§ Short exercise
In the heel-training guide, which four commands should a dog already know before learning to heel?

§ Passage shown
--*--

Simple, Quick, and Fun How To Teach Your Dog to Heel

Teach Your Dog to Heel with the Help of Training Treats

How to Teach a Dog to Heel

Walking is extremely beneficial for your dog, and for you! Most dogs are not born knowing the proper way to follow or heel while going on a walk. It is up to us to teach them this valuable skill which makes everyone happier and healthier in the long run! 

Read below to learn how to teach a dog to heel.

What does heel mean?

The command or skill "heel" simply means that the dog must walk directly next to you instead of behind or in front of you. The dog is required to keep pace with you, only stopping when you stop and walking when you walk.

How do I know if my pup still needs to learn this skill?

You know you need to add this to your to-do list if when you take your dog for a walk you feel like instead your dog is the one walking you! It can sometimes be hard to motivate yourself to get up and go for a walk. But it is even harder to get motivated and enjoy a walk with your favorite companion if they are constantly pulling and tugging you in every direction. At SitStay, we offer a wide variety of dog training tools that can help you to train your dog to do pretty much anything, including learning to become a respectful walking buddy. 

Why should I take the time to teach my dog to heel?

This skill helps your dog know that you are in charge of the walk and that you are the alpha in the pack. This skill is also a must have if you ever wish to walk your dog without a lead or leash. Even with a leash or lead it is so much more enjoyable to go on a walk and have your dog heel to you instead of you trying to keep up with whatever direction or pace your dog thinks you should walk at. Try using our great Cloud Star Treats for your heel training sessions they are fun and delectable.

How do I teach my dog to heel?

Although there are many methods that can be effective in teaching your dog to walk alongside you, there is one that we find especially effective --lure and reward. To effectively teach this more complex skill make sure your dog has mastered the sit, stay, come and focus commands. These allow you to fully teach this more complex skill. The biggest key to long term success with this skill is being consistent.

Beginning training:

First, get a clicker for your right hand and a handful of training treats in your left hand. Zuke's Mini Naturals make a great healthy and delicious incentive while training. Keep extras in your pocket if you plan to do a longer training session. Start your heel training in a non-distracting familiar environment, like your living room, basement, or a fenced in backyard.

Second, you will position your pup on your left-hand side. Have them sit and stay then quickly reward them with a click and a treat. Have your dog sit calmly next to you until you are ready to walk. Make sure you wait to start until they are calmly following your first more simple commands before beginning your more advanced heel training. You will also want to make sure they are fully focused on you! Clickers are used to show your dog they have successfully followed your command and to keep their focus solely on you.

--*--

Pointing records
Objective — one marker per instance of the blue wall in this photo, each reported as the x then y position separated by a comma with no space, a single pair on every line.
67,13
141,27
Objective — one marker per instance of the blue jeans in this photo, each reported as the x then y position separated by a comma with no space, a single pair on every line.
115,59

--*--

§ Reply to the task
Sit, stay, come, and focus.